1990年7月初,我在訪問突尼西亞、埃及和約旦之行中,發現這些國家對尋求一種“阿拉伯”方式解決伊拉克的財政問題表示樂觀。然而,當我到了以色列時,發現以色列人對薩達姆的態度不很樂觀。此行沒有起到多大作用。在耶路撒冷,與我職務對等的以色列參謀長丹·肖姆龍中將設宴款待我,席間我講了一些在南布朗克斯區學會的意第緒語,這使來賓們大吃一驚。有訊息說我甚至用意第緒語同總理伊扎克·沙米爾進行了一次私人會談,雖不屬實,但也不必否認。
回到華盛頓後,7月的第三週,聯合參謀部情報局長邁克·麥康奈爾海軍少將到我辦公室,把衛星照片擺在我辦公桌上,指著十分明顯的影象說:“伊拉克在靠近科威特的邊境部署了3個師,迄今為止約有3。5萬人。”他可認出這些部隊是薩達姆·侯賽因的擁有數百輛現代化蘇制T—72型坦克的精銳部隊——共和國衛隊的一部分。薩達姆在邊境附近部署部隊是不祥之兆。但它說明什麼?恫嚇?施加壓力?入侵?
他打算走多遠?
7月24日,我憂心忡忡地給在坦帕麥克迪爾空軍基地的諾姆·施瓦茨科普夫打電話。如果美國在軍事上捲入波斯灣,那就該輪到施瓦茨科普夫出場了。作為中央總部的司令官,他負責我們在南亞、非洲之角和中東重要地區的軍事活動。我們談及持續不斷的伊拉克的兵力集結,當時已達4個師,兵力超過10萬人。阿拉伯領導人仍不斷地告訴我們不用擔心,阿拉伯兄弟之間是不會相互廝殺的。不過,我告訴諾姆,“我希望你準備好兩種對策,”其一是,如果薩達姆對邊界作輕微的侵犯,你要拿出進行報復的方案來;其二是,如果薩達姆表現出更大的野心,“你要拿出我們制止他和保護這個地區的方案來。”
“我就動手幹,”諾姆說。他在這個問題上早已有所準備。中央總部是由吉米·卡特總統期間建立的快速部署聯合特遣部隊發展而成,是用來對付我們當時的朋友伊朗和蘇聯軍隊之間可能發生的衝突的。為制止俄國軍隊穿過伊朗北部的扎格羅斯山脈,美國莫名其妙地花了大量的時間和金錢。巴列維國王垮臺後,伊朗從朋友變成了敵人,而蘇聯南下波斯灣的可能性似乎已不存在了。因此,中央總部將它的注意力轉向伊拉克對其小鄰國的威脅。
有經驗的軍人判斷敵人是否準備進攻,通常依據三個必然會出現的跡象:敵軍炮兵是否前移?是否鋪設通訊線路?是否給部隊補充油料和彈藥?到7月31日,上述三個徵兆均已出現在伊拉克南部。我再次打電話給施瓦茨科普夫說:“我希望你明天來這裡,向切尼和三軍參謀長們彙報你對局勢的評估和你的應急計劃。”
###
» **任務清單**
(1) 請逐字謄寫這段回憶伊拉克向科威特邊境集結兵力的正文中,以含有“1990年7月初,我在訪問突”的字句開頭、至“轉向伊拉克對其小鄰國的威脅。”結束的部分。
(2) 請從這段回憶伊拉克向科威特邊境集結兵力的正文最後一句之後,接著往下續寫。

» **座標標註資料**
###
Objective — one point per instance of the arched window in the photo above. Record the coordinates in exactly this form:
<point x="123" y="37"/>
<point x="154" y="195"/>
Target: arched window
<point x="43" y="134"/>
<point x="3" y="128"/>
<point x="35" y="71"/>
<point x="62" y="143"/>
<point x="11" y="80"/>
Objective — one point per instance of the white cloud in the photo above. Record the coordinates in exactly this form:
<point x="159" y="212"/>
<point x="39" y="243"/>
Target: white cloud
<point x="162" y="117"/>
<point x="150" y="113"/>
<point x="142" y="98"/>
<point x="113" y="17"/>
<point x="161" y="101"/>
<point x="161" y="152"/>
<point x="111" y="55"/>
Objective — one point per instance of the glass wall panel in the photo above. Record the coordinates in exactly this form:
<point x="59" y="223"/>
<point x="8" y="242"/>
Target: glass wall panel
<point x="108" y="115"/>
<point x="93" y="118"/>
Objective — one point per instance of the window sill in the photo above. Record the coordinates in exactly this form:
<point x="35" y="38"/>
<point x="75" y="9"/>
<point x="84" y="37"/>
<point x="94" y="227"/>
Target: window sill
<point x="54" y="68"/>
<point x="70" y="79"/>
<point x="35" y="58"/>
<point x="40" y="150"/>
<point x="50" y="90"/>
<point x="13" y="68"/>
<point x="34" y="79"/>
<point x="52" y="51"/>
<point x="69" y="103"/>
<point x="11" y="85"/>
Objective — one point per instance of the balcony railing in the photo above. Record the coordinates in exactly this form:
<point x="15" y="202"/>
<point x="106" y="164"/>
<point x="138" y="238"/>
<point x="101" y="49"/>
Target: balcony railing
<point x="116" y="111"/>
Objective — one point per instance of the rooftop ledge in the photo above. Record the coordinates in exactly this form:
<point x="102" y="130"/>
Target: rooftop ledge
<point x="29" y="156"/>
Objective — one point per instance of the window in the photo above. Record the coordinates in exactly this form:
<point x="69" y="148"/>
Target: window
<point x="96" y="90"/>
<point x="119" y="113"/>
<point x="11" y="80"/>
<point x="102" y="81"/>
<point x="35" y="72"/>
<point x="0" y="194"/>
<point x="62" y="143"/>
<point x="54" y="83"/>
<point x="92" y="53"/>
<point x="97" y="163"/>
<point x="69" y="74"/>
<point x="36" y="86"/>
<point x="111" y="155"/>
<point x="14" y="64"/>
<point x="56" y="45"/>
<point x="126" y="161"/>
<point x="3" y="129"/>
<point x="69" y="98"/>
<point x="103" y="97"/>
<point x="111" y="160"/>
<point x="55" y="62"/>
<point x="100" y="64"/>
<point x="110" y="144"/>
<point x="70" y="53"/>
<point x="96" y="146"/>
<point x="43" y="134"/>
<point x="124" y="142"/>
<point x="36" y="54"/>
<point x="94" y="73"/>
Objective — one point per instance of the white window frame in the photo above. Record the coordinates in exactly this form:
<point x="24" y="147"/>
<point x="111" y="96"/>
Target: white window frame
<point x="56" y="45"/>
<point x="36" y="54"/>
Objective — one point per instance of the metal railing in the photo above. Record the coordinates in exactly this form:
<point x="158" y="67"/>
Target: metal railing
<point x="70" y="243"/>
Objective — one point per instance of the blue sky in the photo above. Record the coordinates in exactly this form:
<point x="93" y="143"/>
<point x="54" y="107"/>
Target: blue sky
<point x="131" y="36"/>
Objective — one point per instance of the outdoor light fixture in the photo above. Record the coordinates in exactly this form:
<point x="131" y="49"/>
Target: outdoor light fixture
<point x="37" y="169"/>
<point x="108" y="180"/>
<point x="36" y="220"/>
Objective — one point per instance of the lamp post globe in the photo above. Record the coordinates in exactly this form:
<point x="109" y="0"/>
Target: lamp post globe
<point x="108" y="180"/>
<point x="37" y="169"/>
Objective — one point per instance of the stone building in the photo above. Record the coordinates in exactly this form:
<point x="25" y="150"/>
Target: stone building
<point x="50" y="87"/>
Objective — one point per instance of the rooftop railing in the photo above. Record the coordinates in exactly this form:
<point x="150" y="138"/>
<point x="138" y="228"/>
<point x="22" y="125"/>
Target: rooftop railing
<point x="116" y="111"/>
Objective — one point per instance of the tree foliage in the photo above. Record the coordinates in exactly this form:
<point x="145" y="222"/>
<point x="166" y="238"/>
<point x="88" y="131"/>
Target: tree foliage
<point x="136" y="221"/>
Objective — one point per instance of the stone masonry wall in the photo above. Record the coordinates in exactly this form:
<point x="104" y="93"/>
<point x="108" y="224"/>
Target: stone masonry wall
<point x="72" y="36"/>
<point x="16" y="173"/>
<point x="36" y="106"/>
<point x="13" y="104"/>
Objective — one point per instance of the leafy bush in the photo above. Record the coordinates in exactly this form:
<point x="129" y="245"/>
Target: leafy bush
###
» **練習結果**
(1)
1990年7月初,我在訪問突尼西亞、埃及和約旦之行中,發現這些國家對尋求一種“阿拉伯”方式解決伊拉克的財政問題表示樂觀。然而,當我到了以色列時,發現以色列人對薩達姆的態度不很樂觀。此行沒有起到多大作用。在耶路撒冷,與我職務對等的以色列參謀長丹·肖姆龍中將設宴款待我,席間我講了一些在南布朗克斯區學會的意第緒語,這使來賓們大吃一驚。有訊息說我甚至用意第緒語同總理伊扎克·沙米爾進行了一次私人會談,雖不屬實,但也不必否認。
回到華盛頓後,7月的第三週,聯合參謀部情報局長邁克·麥康奈爾海軍少將到我辦公室,把衛星照片擺在我辦公桌上,指著十分明顯的影象說:“伊拉克在靠近科威特的邊境部署了3個師,迄今為止約有3。5萬人。”他可認出這些部隊是薩達姆·侯賽因的擁有數百輛現代化蘇制T—72型坦克的精銳部隊——共和國衛隊的一部分。薩達姆在邊境附近部署部隊是不祥之兆。但它說明什麼?恫嚇?施加壓力?入侵?
他打算走多遠?
7月24日,我憂心忡忡地給在坦帕麥克迪爾空軍基地的諾姆·施瓦茨科普夫打電話。如果美國在軍事上捲入波斯灣,那就該輪到施瓦茨科普夫出場了。作為中央總部的司令官,他負責我們在南亞、非洲之角和中東重要地區的軍事活動。我們談及持續不斷的伊拉克的兵力集結,當時已達4個師,兵力超過10萬人。阿拉伯領導人仍不斷地告訴我們不用擔心,阿拉伯兄弟之間是不會相互廝殺的。不過,我告訴諾姆,“我希望你準備好兩種對策,”其一是,如果薩達姆對邊界作輕微的侵犯,你要拿出進行報復的方案來;其二是,如果薩達姆表現出更大的野心,“你要拿出我們制止他和保護這個地區的方案來。”
“我就動手幹,”諾姆說。他在這個問題上早已有所準備。中央總部是由吉米·卡特總統期間建立的快速部署聯合特遣部隊發展而成,是用來對付我們當時的朋友伊朗和蘇聯軍隊之間可能發生的衝突的。為制止俄國軍隊穿過伊朗北部的扎格羅斯山脈,美國莫名其妙地花了大量的時間和金錢。巴列維國王垮臺後,伊朗從朋友變成了敵人,而蘇聯南下波斯灣的可能性似乎已不存在了。因此,中央總部將它的注意力轉向伊拉克對其小鄰國的威脅。

(2)
次日,也就是我出席在布萊爾賓館迎接多哥總統埃亞德馬宴會的那一天。飯後,我要奧蒂斯速速送我回五角大樓。我急於回去參加預定在下午2時舉行的施瓦茨科普夫的彙報會。我幾乎與迪克·切尼同時到達“坦克”。參謀長們立起,然後我們各自就座。切尼要我講開場白。我很快就讓施瓦茨科普夫主講。他那魁偉健壯、高達6。3英尺的身軀和充滿個性的感染力彷彿佔滿了整個屋子。諾姆做了歷時90分鐘的十分冷靜嚴肅的陳述。
“你認為他們要幹什麼?”切尼問。
“我認為他們要進攻。”諾姆說。他認為,那將是一次有限的攻擊,以便佔領魯邁拉油田的科威特部分和巴比延島。他不認為薩達姆企圖吞併整個科威特和推翻其統治家族。會議以此基調宣告結束。
早些時候,中央情報局副局長迪克·克爾向我們做了同樣的判斷。然而,布什政府看來有意不介入阿拉伯國家之間的爭鬥。5天前,我國駐伊拉克大使阿普里爾·格拉斯皮在與薩達姆·侯賽因的會見中說:“……對阿拉伯國家之間的衝突,像你們與科威特的邊界爭執,我們不大理會。”後來,這位大使打電報給華盛頓,敦促美國在伊拉克與科威特自行解決它們的爭端以前,“少作批評”。在爾後的一份致薩達姆的電報中,布什稱他的政府“繼續願與伊拉克保持較好的關係”。我們聽到阿拉伯國家說不會有事的;聽到美國說:一旦有事,也與我們無關。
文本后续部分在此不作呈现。